Annotation dataset entries
════

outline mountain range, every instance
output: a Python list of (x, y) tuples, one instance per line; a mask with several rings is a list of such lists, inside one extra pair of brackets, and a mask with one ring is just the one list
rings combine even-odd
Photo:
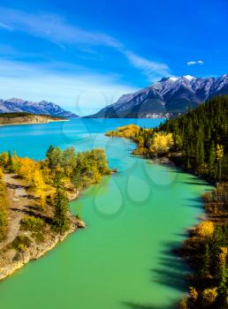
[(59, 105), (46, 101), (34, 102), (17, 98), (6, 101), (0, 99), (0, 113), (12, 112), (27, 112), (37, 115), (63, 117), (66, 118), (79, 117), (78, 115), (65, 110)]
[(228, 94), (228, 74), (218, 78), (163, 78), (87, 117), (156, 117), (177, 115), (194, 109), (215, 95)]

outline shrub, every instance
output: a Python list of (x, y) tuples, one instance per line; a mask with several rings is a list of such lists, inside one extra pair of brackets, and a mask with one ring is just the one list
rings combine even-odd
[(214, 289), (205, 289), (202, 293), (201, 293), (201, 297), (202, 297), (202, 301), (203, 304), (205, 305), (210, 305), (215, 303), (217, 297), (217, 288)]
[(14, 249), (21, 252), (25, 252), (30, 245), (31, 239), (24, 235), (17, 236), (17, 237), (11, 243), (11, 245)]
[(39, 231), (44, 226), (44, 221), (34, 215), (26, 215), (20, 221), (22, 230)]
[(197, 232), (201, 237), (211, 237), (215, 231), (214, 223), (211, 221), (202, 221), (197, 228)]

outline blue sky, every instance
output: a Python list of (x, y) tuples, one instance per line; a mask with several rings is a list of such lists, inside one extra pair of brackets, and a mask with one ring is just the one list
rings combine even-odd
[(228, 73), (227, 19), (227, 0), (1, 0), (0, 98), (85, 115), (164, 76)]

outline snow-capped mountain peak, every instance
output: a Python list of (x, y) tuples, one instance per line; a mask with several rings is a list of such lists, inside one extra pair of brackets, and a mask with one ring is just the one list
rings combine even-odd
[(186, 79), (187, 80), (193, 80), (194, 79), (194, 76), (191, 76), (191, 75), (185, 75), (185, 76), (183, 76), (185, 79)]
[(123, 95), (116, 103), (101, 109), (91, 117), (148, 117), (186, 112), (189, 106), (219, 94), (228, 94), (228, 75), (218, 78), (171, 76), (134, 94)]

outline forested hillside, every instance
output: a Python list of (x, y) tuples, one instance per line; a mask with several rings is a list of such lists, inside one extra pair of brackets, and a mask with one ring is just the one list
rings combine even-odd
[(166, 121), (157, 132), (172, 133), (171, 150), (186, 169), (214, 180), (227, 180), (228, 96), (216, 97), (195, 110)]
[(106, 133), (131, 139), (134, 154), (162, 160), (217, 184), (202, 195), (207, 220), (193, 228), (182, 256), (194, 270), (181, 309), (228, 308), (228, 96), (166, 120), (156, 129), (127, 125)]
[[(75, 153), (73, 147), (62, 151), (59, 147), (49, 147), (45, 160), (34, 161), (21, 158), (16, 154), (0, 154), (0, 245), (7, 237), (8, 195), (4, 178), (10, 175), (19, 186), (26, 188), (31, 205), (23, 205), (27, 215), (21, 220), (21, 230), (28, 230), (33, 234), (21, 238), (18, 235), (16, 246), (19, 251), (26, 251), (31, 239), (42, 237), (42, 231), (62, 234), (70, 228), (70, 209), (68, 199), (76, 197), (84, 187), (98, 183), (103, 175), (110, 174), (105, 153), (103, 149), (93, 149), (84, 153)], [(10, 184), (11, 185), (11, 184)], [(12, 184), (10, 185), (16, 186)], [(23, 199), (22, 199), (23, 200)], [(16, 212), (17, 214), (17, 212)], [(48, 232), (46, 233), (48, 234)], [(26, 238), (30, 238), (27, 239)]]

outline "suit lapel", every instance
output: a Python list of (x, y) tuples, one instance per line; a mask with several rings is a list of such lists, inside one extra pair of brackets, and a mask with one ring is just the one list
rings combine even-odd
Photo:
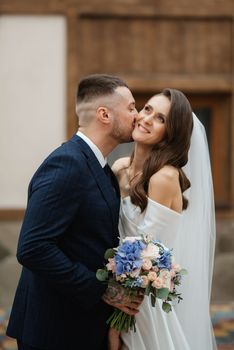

════

#### Do this:
Exactly reproduce the entries above, minus the pictures.

#### Answer to this problem:
outline mountain range, every instance
output: a Python list of (x, y) tuples, one instance per line; a mask with several rings is a list of such lists, inside one extra pair of brackets, and a mask with one ring is just the one list
rings combine even-odd
Photo:
[(59, 105), (46, 101), (34, 102), (17, 98), (6, 101), (0, 99), (0, 113), (12, 112), (27, 112), (37, 115), (63, 117), (66, 118), (79, 117), (78, 115), (65, 110)]
[(228, 94), (228, 74), (218, 78), (163, 78), (87, 117), (156, 117), (177, 115), (194, 109), (215, 95)]

outline shrub, every instance
output: a Python list of (x, y) tuples, one instance per line; a mask with several rings is a list of such lists, inside one extra pair of brackets, and a mask with one ring is just the one list
rings combine even-odd
[(214, 289), (205, 289), (202, 293), (201, 293), (201, 297), (202, 297), (202, 301), (203, 304), (205, 305), (210, 305), (215, 303), (217, 297), (217, 288)]
[(14, 249), (21, 252), (25, 252), (30, 245), (31, 239), (24, 235), (17, 236), (17, 237), (11, 243), (11, 245)]
[(39, 231), (44, 226), (44, 221), (34, 215), (26, 215), (20, 221), (22, 230)]
[(197, 232), (201, 237), (211, 237), (215, 231), (214, 223), (211, 221), (202, 221), (197, 228)]

outline blue sky, every instance
output: a Python list of (x, y) tuples, one instance per line; a mask with several rings is a list of such lists, inside one extra pair of brackets, and a mask with one ring is just the one list
rings combine even-odd
[(228, 73), (227, 19), (227, 0), (1, 0), (0, 98), (85, 115), (164, 76)]

outline snow-capped mountain peak, every instance
output: a Python list of (x, y) tuples, one instance per line; a mask with several rings is a list of such lists, inside one extra pair of brackets, and a mask with one ring is just the one list
rings combine even-odd
[(186, 79), (187, 80), (193, 80), (194, 79), (194, 76), (191, 76), (191, 75), (185, 75), (185, 76), (183, 76), (185, 79)]
[(123, 95), (116, 103), (101, 109), (91, 117), (148, 117), (186, 112), (189, 106), (219, 94), (228, 94), (228, 75), (218, 78), (171, 76), (134, 94)]

outline forested hillside, every instance
output: a Python list of (x, y) tuples, one instance per line; a mask with several rings is a list of such lists, inside one extra pair of brackets, and a mask with one ring is just the one list
rings combine even-odd
[(166, 121), (157, 132), (172, 133), (171, 150), (186, 169), (214, 180), (227, 180), (228, 96), (216, 97), (195, 110)]
[(106, 133), (131, 139), (134, 154), (162, 160), (217, 184), (202, 195), (207, 220), (193, 228), (182, 256), (194, 270), (181, 309), (228, 308), (228, 96), (166, 120), (156, 129), (127, 125)]
[[(75, 153), (73, 147), (62, 151), (59, 147), (49, 147), (45, 160), (34, 161), (21, 158), (16, 154), (0, 154), (0, 245), (7, 237), (8, 195), (4, 178), (10, 175), (19, 186), (26, 188), (31, 205), (23, 205), (27, 215), (21, 220), (21, 230), (28, 230), (33, 234), (21, 238), (18, 235), (16, 246), (19, 251), (26, 251), (31, 239), (42, 237), (42, 231), (62, 234), (70, 228), (70, 209), (68, 199), (76, 197), (84, 187), (98, 183), (103, 175), (110, 174), (105, 153), (103, 149), (93, 149), (84, 153)], [(10, 184), (11, 185), (11, 184)], [(12, 184), (10, 185), (16, 186)], [(23, 199), (22, 199), (23, 200)], [(16, 212), (17, 214), (17, 212)], [(48, 232), (46, 233), (48, 234)], [(26, 238), (30, 238), (27, 239)]]

outline "suit lapel", every instance
output: a Python list of (x, y) tuples, one instance per line; a mask with several rings is a list of such lists, inside one extra pair of brackets, and a mask with one ring is just the one list
rings combine even-odd
Photo:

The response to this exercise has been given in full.